Begin Records for the exercise

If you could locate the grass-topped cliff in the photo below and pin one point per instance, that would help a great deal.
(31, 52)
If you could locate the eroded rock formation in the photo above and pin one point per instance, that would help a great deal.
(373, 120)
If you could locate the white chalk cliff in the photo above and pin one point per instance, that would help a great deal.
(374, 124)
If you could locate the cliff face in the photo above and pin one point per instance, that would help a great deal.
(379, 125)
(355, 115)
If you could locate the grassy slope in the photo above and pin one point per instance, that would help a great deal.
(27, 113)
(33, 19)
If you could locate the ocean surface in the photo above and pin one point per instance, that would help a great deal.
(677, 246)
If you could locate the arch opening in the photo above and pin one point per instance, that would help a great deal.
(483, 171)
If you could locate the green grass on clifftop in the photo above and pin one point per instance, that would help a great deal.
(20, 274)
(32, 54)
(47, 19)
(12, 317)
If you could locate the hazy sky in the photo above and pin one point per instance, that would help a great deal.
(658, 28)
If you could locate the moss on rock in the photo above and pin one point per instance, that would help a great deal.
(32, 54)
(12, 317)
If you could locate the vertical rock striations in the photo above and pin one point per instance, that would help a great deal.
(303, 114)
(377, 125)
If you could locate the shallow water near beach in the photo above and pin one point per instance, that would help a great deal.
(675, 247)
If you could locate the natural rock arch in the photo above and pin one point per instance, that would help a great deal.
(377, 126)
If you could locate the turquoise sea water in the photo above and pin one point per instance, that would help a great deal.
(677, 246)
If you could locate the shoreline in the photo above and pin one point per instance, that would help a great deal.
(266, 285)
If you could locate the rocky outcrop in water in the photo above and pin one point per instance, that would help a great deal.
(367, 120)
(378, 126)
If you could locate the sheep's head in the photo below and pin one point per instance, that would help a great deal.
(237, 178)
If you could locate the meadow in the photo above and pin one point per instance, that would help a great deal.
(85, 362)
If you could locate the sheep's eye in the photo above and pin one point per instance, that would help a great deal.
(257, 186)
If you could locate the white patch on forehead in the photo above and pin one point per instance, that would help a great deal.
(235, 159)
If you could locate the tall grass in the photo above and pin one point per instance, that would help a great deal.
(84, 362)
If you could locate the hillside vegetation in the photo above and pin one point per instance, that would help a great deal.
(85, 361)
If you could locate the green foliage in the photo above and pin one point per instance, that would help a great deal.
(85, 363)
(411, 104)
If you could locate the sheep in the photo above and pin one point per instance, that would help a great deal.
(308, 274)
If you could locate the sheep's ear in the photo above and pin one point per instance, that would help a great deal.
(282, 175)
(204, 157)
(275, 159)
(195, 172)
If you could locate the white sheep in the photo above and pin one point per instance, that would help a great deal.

End Records for the exercise

▶ [What you will do] Copy the data above with every "pin one point" replaced by "mark a single point", keeping everything else the same.

▶ [The output]
If you could locate the grass-topped cliff in the photo below and mark a single point per instance, that would help a great deal.
(31, 52)
If you could locate the eroded rock formation in the photo above and mark a single point per instance, that would help a great deal.
(373, 120)
If you could locate the white chalk cliff in the photo above and mark a single point per instance, that would help a great deal.
(374, 124)
If you could locate the cliff face in the photo above and mark a single point per instance, that would help a great deal.
(379, 125)
(355, 115)
If you could locate the grassy slope in the photo above and mark a single point per instance, that would help a great deal.
(27, 113)
(33, 19)
If you could locate the ocean surface in the photo above and mark a single point per instance, that would help a great deal.
(677, 246)
If you could locate the arch opening in the photo above and mark a single point per instance, that would help a great deal.
(483, 171)
If you could locate the green grass on clifftop in the photo above and mark a single point per instance, that would help a great deal.
(20, 274)
(32, 54)
(47, 19)
(12, 317)
If you could locate the hazy sky in the photo above and mark a single point per instance, that would help a great deal.
(658, 28)
If you could locate the moss on rock in the photo above and mark a single point per instance, that would help a great deal.
(32, 54)
(12, 317)
If you could locate the vertical rock striations in the photo above and mark a single point per instance, that would help a great deal.
(303, 114)
(377, 125)
If you could locate the shallow water near beach in the photo above and mark a single point per instance, that would help a great deal.
(675, 247)
If you could locate the natural rock arch in the photo above and mark a single point per instance, that would help a great deal.
(377, 126)
If you could locate the turquoise sea water in the photo above and mark a single point per instance, that would help a great deal.
(677, 246)
If you could locate the shoreline in the photo above and mark a single point per instance, that would help a great deal.
(266, 285)
If you could locate the rocky outcrop in water in the photo above and mark a single point per instance, that would help a great deal.
(367, 120)
(378, 126)
If you could locate the sheep's head in the photo below and mark a single point per instance, that would help a great deal.
(237, 178)
If you could locate the meadow in the photo above and mark a single point per instance, that would help a great deal.
(85, 362)
If you could locate the sheep's eye in the photo above and mark a single point per instance, that would help a great deal.
(257, 186)
If you could locate the white patch on forehead in the photo above and mark a single point per instance, that would help a great deal.
(235, 159)
If you could locate the tall grass in the photo above and mark a single point per instance, that would help a great deal.
(84, 362)
If you could locate the hillside vegetation in the photo above and mark a single point per instance, that would help a great deal.
(85, 361)
If you could locate the green foliage in the photo above and mark a single point per instance, that would help a great deal.
(85, 363)
(411, 104)
If you could locate the sheep in the photo above and mark a single point per instance, that would help a great deal.
(308, 274)
If you could locate the sheep's ear in the photo above and mark a single point per instance, that would help a great deal.
(282, 175)
(204, 157)
(275, 159)
(195, 172)
If you could locate the white sheep in the photo above and mark a single point per instance, that would help a great deal.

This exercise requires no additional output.